BEGIN Data rows

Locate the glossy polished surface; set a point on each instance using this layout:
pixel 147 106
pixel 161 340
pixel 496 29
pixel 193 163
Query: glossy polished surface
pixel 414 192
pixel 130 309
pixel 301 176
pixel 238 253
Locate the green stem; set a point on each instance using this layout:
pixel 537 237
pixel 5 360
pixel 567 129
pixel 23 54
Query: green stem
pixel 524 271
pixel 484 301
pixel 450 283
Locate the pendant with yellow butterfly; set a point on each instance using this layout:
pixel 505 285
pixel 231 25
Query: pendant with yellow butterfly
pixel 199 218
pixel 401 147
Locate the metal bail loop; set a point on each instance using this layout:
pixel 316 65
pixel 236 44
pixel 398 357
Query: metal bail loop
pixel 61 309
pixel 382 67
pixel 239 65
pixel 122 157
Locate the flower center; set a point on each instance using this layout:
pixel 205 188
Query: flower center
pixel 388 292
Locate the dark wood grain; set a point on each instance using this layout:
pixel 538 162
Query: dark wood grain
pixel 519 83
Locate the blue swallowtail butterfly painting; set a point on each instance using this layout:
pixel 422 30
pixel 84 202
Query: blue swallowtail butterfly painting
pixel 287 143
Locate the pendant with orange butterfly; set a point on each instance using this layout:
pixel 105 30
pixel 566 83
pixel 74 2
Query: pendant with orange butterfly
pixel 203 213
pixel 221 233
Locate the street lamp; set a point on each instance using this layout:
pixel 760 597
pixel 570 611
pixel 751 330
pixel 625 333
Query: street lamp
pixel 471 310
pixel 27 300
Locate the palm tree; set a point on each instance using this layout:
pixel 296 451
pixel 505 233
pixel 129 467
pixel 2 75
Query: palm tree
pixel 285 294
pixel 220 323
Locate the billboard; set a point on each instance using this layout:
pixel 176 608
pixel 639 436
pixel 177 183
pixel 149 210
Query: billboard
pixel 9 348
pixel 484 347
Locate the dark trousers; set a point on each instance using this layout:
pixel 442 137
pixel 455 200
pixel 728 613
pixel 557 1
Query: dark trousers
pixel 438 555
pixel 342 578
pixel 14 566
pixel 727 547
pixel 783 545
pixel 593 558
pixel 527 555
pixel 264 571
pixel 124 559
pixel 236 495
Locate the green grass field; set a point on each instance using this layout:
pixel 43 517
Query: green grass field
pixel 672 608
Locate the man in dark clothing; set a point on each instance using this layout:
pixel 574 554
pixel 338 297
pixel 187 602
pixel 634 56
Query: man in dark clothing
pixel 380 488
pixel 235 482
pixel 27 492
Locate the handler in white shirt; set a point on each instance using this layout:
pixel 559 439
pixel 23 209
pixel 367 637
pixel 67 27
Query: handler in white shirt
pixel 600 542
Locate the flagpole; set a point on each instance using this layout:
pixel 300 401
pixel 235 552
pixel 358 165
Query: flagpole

END Data rows

*Required work*. Copy the stretch of the listing above from the line containing "Locate the dark wood" through the line containing "pixel 287 143", substituting "monarch" for "swallowtail" and leaving everything else as it is. Return only those lines.

*Solution*.
Locate the dark wood grain; set a point on each instance using this layout:
pixel 538 162
Query: dark wood grain
pixel 519 83
Locate the blue monarch butterfly painting; set a point on each instance using this layout:
pixel 422 30
pixel 84 202
Query: blue monarch butterfly painting
pixel 287 143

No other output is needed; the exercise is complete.